▸ **WORK TASK**
Pick up the essay about a Lukas Nelson song and building a simple garden right after its last sentence, and extend it in the same first-person voice.

▸ **EXCERPT TO READ**

□ □ □ □ □

Singer Lukas Nelson Convinced Me to Build a Simple Garden
Music has always been my escape. One Christmas after I had back surgery as a teenager due to severe scoliosis, the only gift I asked for was a Walkman. The ability to have music surround me, thanks to my headphones and a small, portable radio, seemed like the only answer to my discomfort in a 65-pound plaster of Paris body cast.
While stuck at home in that body cast for three months, the Walkman reminded me of singing Journey’s “Don’t Stop Believin’” with my teammates on a bus headed to a swim meet. When Heart’s “Barracuda” came on, I recalled riding in my grandmother’s brown station wagon to Acadia National Park in Maine, with all the windows rolled down and my hair blowing in the wind.
Each year, I look forward to concerts at the waterfront pavilion in Bangor, Maine. Last summer, I saw Lukas Nelson & Promise of the Real perform “Turn Off the News (Build a Garden),” a song that not only created memories, but also prompted an important life goal.
I was raised by foster parents who were about the typical age of grandparents. “Gram” was retired, and my uncle was disabled and in a wheelchair due to an automobile accident. Every morning at breakfast, we read the newspaper from front to back. After dinner, we watched the news on TV.

□ □ □ □ □

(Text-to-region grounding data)
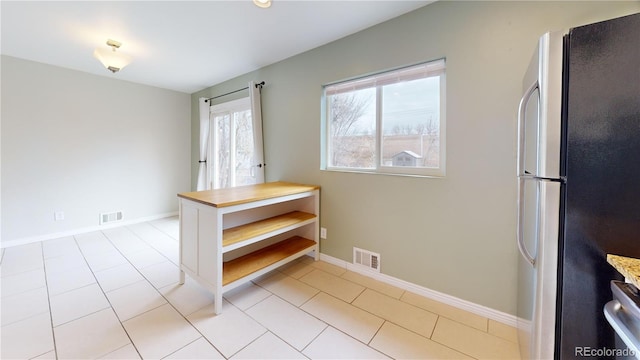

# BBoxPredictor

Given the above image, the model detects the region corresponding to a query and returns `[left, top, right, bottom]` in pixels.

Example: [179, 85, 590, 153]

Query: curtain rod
[205, 81, 264, 102]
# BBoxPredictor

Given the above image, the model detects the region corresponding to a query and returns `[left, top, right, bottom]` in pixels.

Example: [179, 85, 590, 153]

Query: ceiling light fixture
[93, 39, 131, 73]
[253, 0, 271, 9]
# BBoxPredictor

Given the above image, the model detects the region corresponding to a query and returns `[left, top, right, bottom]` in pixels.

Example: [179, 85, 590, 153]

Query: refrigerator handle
[516, 178, 536, 266]
[516, 80, 540, 176]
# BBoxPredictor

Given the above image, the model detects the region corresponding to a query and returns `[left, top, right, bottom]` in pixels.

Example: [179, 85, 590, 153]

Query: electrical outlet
[53, 211, 64, 221]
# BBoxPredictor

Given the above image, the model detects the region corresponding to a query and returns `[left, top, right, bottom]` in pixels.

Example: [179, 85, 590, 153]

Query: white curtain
[249, 81, 265, 184]
[196, 98, 210, 191]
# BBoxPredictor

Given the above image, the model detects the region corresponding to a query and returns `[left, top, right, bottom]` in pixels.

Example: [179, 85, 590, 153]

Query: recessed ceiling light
[253, 0, 271, 9]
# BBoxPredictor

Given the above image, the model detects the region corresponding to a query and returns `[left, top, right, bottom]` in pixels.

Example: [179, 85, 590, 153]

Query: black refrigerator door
[556, 14, 640, 359]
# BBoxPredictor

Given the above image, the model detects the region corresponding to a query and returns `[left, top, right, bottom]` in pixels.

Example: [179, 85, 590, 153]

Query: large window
[209, 98, 262, 189]
[323, 59, 445, 176]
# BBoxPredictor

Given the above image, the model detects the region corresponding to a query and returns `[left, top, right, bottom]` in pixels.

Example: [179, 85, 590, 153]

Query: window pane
[233, 110, 255, 186]
[327, 88, 376, 169]
[213, 114, 231, 189]
[380, 76, 440, 168]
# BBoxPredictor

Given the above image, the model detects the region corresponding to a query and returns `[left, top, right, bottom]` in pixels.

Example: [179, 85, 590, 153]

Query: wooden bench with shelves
[178, 182, 320, 314]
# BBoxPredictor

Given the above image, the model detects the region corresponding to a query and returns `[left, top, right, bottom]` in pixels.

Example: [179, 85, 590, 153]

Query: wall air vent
[353, 247, 380, 272]
[100, 211, 124, 225]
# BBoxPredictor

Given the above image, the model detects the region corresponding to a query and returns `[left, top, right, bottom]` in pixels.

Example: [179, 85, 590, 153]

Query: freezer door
[517, 32, 562, 179]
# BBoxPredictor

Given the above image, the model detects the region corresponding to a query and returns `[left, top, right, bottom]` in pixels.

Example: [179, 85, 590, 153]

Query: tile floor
[0, 218, 518, 359]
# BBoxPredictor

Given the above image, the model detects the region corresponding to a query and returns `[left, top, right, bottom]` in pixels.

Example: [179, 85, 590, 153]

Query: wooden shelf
[222, 236, 316, 286]
[222, 211, 316, 247]
[178, 181, 320, 208]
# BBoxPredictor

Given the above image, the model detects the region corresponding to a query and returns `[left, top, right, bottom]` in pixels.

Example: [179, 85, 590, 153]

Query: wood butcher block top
[178, 181, 320, 208]
[607, 254, 640, 289]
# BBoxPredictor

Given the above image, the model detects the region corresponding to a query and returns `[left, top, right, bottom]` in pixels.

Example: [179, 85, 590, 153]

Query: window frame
[321, 58, 446, 177]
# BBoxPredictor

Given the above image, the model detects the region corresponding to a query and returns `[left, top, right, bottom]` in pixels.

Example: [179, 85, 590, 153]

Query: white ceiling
[0, 0, 432, 93]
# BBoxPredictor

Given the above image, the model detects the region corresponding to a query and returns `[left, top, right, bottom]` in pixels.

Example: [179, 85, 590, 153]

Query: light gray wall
[1, 56, 191, 244]
[192, 1, 640, 314]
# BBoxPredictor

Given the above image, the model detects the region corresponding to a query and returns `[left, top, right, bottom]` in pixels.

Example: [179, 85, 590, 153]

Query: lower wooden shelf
[222, 236, 316, 286]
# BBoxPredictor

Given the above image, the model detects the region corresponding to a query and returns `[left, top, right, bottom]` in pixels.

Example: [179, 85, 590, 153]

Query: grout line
[73, 231, 143, 359]
[103, 226, 230, 359]
[40, 241, 58, 359]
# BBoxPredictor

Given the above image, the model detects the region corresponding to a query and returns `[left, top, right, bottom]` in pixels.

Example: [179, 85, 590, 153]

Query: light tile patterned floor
[0, 218, 518, 359]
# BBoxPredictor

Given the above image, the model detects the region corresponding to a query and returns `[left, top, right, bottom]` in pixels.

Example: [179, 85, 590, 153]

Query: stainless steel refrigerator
[517, 13, 640, 359]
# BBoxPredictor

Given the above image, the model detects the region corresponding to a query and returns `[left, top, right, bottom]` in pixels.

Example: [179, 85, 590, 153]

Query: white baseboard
[0, 211, 178, 248]
[320, 253, 517, 327]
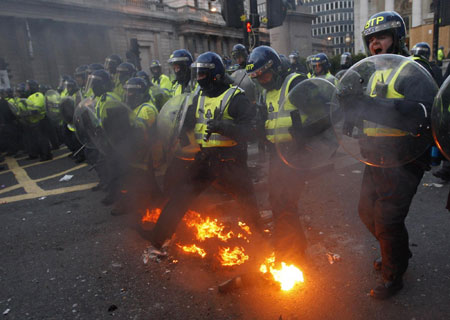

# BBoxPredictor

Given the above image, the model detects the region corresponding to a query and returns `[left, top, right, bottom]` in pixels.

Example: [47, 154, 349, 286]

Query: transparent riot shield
[73, 98, 102, 152]
[231, 69, 258, 103]
[102, 100, 150, 164]
[431, 77, 450, 159]
[274, 78, 339, 170]
[45, 90, 62, 123]
[59, 97, 75, 125]
[332, 54, 438, 168]
[156, 94, 199, 162]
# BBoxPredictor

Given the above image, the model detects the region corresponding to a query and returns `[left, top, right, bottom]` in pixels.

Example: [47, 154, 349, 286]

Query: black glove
[206, 119, 225, 135]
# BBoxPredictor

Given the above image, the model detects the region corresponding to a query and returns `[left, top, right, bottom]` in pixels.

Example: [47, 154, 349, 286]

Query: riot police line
[2, 12, 450, 299]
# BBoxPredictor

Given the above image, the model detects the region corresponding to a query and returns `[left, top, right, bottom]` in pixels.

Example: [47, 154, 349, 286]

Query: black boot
[370, 277, 403, 300]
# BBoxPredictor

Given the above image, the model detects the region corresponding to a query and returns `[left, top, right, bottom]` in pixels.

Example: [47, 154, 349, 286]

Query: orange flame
[219, 247, 248, 266]
[259, 253, 305, 291]
[142, 208, 161, 223]
[177, 244, 206, 258]
[184, 211, 233, 242]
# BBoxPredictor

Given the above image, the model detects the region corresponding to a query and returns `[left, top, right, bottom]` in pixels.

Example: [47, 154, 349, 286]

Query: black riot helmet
[74, 64, 88, 87]
[56, 74, 72, 93]
[86, 69, 113, 97]
[87, 63, 105, 75]
[341, 52, 352, 69]
[362, 11, 409, 56]
[289, 50, 300, 65]
[311, 52, 331, 76]
[191, 52, 225, 94]
[245, 46, 285, 91]
[117, 62, 136, 84]
[231, 43, 248, 68]
[411, 42, 431, 60]
[167, 49, 194, 83]
[14, 82, 27, 98]
[64, 79, 79, 96]
[105, 54, 122, 75]
[150, 60, 162, 79]
[136, 70, 153, 87]
[25, 80, 39, 96]
[123, 77, 149, 109]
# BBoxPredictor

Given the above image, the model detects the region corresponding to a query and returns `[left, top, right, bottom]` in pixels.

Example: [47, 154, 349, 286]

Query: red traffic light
[245, 21, 252, 33]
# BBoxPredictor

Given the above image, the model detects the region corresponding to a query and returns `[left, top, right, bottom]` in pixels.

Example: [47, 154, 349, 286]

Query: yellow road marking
[34, 163, 88, 182]
[0, 182, 98, 204]
[5, 157, 44, 193]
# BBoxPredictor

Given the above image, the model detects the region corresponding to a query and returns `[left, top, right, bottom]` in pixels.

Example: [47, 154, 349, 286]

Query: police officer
[86, 69, 121, 199]
[25, 80, 53, 161]
[289, 50, 306, 74]
[113, 62, 136, 101]
[151, 52, 259, 252]
[168, 49, 195, 96]
[358, 11, 434, 299]
[336, 52, 352, 80]
[311, 53, 337, 85]
[150, 60, 172, 95]
[105, 78, 162, 215]
[247, 46, 307, 262]
[231, 43, 248, 69]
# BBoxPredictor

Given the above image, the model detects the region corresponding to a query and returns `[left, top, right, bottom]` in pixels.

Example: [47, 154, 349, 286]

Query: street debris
[422, 182, 444, 188]
[108, 304, 117, 312]
[327, 252, 341, 264]
[59, 174, 73, 182]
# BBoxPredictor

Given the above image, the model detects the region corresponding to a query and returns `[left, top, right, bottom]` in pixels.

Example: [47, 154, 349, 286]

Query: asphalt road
[0, 146, 450, 319]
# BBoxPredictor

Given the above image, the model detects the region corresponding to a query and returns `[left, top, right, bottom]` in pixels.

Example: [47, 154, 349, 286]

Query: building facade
[304, 0, 354, 55]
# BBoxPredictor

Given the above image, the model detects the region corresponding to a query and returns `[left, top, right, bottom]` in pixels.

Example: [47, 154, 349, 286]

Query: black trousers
[358, 163, 424, 281]
[269, 146, 307, 262]
[152, 148, 260, 247]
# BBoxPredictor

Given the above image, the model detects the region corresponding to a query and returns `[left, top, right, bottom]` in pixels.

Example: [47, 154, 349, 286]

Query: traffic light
[266, 0, 286, 29]
[221, 0, 244, 28]
[245, 20, 252, 33]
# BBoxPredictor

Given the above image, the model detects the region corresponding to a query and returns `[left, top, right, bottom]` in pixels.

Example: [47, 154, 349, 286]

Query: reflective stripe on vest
[265, 73, 301, 143]
[363, 61, 409, 137]
[194, 86, 241, 148]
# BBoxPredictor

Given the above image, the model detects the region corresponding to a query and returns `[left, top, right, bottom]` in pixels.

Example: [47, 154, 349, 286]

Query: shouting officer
[151, 52, 259, 253]
[247, 46, 307, 262]
[354, 11, 437, 299]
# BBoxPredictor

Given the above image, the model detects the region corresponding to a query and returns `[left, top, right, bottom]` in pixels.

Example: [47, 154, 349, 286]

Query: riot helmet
[311, 53, 330, 76]
[86, 70, 113, 97]
[245, 46, 283, 90]
[56, 74, 72, 93]
[168, 49, 194, 83]
[150, 60, 162, 79]
[64, 78, 79, 96]
[411, 42, 431, 61]
[14, 82, 27, 98]
[191, 52, 225, 94]
[231, 43, 248, 68]
[87, 63, 105, 75]
[362, 11, 408, 56]
[306, 54, 314, 74]
[105, 54, 122, 75]
[341, 52, 352, 69]
[136, 70, 153, 88]
[74, 64, 88, 87]
[279, 54, 291, 72]
[123, 77, 148, 109]
[289, 50, 300, 65]
[117, 62, 136, 85]
[25, 79, 39, 96]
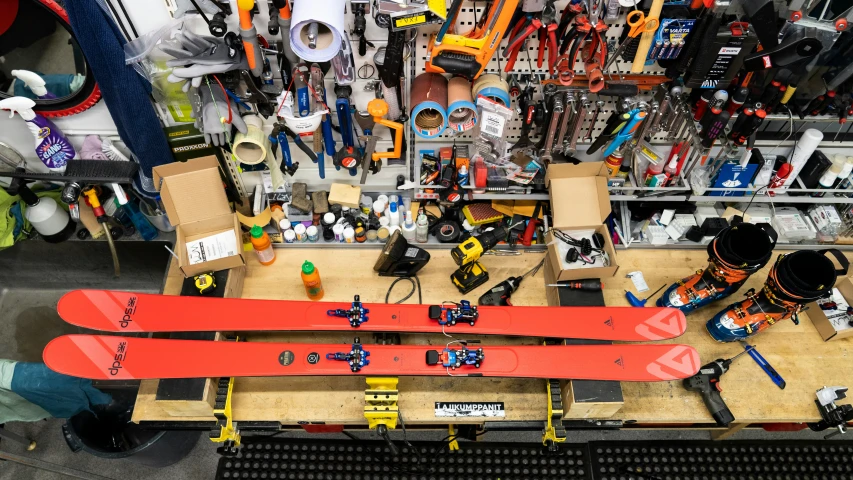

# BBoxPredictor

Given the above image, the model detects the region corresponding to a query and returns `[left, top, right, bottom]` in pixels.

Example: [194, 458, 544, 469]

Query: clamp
[429, 300, 480, 327]
[326, 295, 370, 327]
[210, 338, 240, 456]
[326, 337, 370, 373]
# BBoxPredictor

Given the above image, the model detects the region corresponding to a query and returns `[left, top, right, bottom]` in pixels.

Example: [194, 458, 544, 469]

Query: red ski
[57, 290, 687, 342]
[44, 335, 700, 382]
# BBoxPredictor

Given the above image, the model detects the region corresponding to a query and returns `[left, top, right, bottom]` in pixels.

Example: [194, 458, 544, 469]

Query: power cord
[385, 275, 424, 304]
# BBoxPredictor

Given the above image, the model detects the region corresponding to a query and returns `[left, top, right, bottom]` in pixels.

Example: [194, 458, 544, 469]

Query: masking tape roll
[409, 73, 447, 138]
[447, 77, 477, 132]
[232, 115, 270, 165]
[290, 0, 346, 62]
[474, 73, 510, 107]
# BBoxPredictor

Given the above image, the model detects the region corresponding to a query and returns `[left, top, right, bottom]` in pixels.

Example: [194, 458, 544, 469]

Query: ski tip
[646, 345, 702, 381]
[56, 290, 142, 332]
[42, 335, 126, 380]
[635, 307, 687, 340]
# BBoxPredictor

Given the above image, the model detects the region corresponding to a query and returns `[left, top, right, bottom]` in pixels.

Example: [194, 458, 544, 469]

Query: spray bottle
[0, 97, 75, 173]
[12, 70, 56, 100]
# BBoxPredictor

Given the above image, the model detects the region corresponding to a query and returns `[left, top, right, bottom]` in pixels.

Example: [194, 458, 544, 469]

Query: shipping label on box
[187, 230, 240, 265]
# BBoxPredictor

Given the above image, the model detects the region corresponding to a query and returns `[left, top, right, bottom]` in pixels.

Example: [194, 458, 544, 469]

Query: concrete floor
[0, 419, 853, 480]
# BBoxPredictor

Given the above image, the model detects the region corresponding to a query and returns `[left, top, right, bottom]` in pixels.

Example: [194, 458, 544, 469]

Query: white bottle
[403, 212, 417, 242]
[388, 202, 400, 226]
[18, 186, 77, 243]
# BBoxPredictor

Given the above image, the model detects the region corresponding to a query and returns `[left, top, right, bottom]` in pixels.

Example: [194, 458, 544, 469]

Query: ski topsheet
[44, 335, 700, 382]
[57, 290, 687, 341]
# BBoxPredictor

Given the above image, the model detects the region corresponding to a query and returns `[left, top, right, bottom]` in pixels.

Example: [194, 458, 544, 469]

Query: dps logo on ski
[435, 402, 506, 417]
[118, 296, 137, 328]
[109, 342, 127, 376]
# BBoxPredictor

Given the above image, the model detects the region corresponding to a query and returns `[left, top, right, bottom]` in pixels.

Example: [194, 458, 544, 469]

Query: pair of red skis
[44, 290, 701, 382]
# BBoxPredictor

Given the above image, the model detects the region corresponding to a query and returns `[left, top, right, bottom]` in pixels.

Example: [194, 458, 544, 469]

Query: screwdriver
[625, 284, 666, 307]
[545, 279, 604, 292]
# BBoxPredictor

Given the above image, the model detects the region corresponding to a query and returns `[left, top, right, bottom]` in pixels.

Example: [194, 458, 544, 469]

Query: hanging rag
[0, 360, 112, 418]
[65, 0, 174, 197]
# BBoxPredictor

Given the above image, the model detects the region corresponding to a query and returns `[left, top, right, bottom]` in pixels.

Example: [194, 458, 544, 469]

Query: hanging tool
[237, 0, 264, 78]
[739, 339, 786, 390]
[426, 0, 518, 80]
[603, 108, 646, 158]
[604, 10, 660, 73]
[477, 259, 545, 307]
[682, 350, 747, 427]
[625, 284, 666, 307]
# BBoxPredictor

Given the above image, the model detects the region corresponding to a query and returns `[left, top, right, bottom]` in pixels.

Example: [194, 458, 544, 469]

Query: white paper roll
[290, 0, 346, 62]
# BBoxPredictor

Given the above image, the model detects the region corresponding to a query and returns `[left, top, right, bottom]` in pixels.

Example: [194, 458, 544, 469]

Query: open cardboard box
[807, 277, 853, 342]
[154, 155, 246, 277]
[545, 162, 619, 280]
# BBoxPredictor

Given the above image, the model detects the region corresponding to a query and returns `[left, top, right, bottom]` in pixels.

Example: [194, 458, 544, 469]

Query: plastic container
[252, 225, 275, 265]
[302, 260, 323, 300]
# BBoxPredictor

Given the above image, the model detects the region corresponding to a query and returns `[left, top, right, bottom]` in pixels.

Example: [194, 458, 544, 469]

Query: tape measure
[193, 272, 216, 295]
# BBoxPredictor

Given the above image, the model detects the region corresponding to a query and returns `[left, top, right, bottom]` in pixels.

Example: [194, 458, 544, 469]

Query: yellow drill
[450, 227, 509, 294]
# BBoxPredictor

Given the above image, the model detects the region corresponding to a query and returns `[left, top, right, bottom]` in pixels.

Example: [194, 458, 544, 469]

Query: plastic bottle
[302, 260, 323, 300]
[0, 97, 76, 172]
[403, 212, 417, 242]
[18, 186, 77, 243]
[252, 225, 275, 265]
[388, 202, 400, 225]
[415, 213, 429, 243]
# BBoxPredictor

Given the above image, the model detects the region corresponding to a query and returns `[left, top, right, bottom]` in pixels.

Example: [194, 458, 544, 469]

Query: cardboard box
[154, 156, 246, 277]
[545, 162, 619, 280]
[807, 277, 853, 342]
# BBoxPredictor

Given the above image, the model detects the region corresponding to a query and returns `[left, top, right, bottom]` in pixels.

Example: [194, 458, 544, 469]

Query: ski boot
[657, 223, 777, 313]
[705, 249, 849, 342]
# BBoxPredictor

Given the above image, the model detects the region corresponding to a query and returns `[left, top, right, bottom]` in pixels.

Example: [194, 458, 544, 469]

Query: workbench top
[133, 248, 853, 425]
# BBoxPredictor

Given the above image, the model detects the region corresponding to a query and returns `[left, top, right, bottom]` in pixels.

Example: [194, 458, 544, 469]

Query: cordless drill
[450, 227, 509, 293]
[682, 350, 748, 427]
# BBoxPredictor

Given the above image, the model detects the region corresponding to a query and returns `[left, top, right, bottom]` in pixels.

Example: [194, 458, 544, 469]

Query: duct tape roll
[447, 77, 477, 132]
[232, 115, 270, 165]
[409, 73, 447, 138]
[290, 0, 346, 62]
[474, 73, 510, 107]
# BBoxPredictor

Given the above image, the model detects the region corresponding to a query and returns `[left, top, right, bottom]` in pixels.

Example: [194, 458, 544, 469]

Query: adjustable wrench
[539, 95, 563, 164]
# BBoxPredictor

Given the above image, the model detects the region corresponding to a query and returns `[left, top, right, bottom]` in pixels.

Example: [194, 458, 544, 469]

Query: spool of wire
[410, 73, 447, 138]
[474, 73, 510, 107]
[447, 77, 477, 132]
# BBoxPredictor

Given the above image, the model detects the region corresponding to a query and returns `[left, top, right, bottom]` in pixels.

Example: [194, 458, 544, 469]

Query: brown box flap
[545, 162, 610, 228]
[153, 155, 231, 225]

□ □ □ □ □

▸ **EXERCISE ANSWER**
Because of this, today I feel uninformed if I don’t know what is happening in the world. However, it’s very easy to become consumed by today’s world of 24-hour news channels. At last summer’s concert, I felt like Nelson, the son of country music legend Willie Nelson, sang directly to me with his song about turning off the news. Why not do something constructive instead?
Lukas Nelson’s suggestion that we should build a garden instead of listening to constant news resonated with me. I have an enormous backyard. I have plenty of room for several gardens, and I love fresh vegetables. But because of Lambert-Eaton myasthenic syndrome (LEMS) and psoriatic arthritis, I don’t have the energy or the ability to take advantage of the great space I have for a garden.
In March, while I was stuck at home, I started devouring the news again. This caused a lot of stress and an increase in my LEMS autonomic dysfunction, which in turn caused me to have a vasovagal syncope episode. This is when a person faints because the body overreacts to certain triggers, causing a sudden drop in blood pressure.
I fainted with no one around, landing on my head from a standing position. I was unconscious from the fall long enough for the blood on my face to be dried and crusty when I finally regained consciousness. The severe concussion I suffered reminded me even more of how important it is to be mindful and to protect myself from constant news. Stress increases disease symptoms of all kinds, especially autoimmune diseases. I had to limit my news intake.
“Trust builds trust
All that negativity’s a bust
Trust builds trust
Don’t you wanna be happy?”
Recently, my neighbor posted a photo of her beautiful new container garden that her husband built after she found the instructions on Pinterest. Container gardening involves planting in containers rather than directly into the ground, and it’s something I realized I can do without my LEMS and psoriatic arthritis getting in the way.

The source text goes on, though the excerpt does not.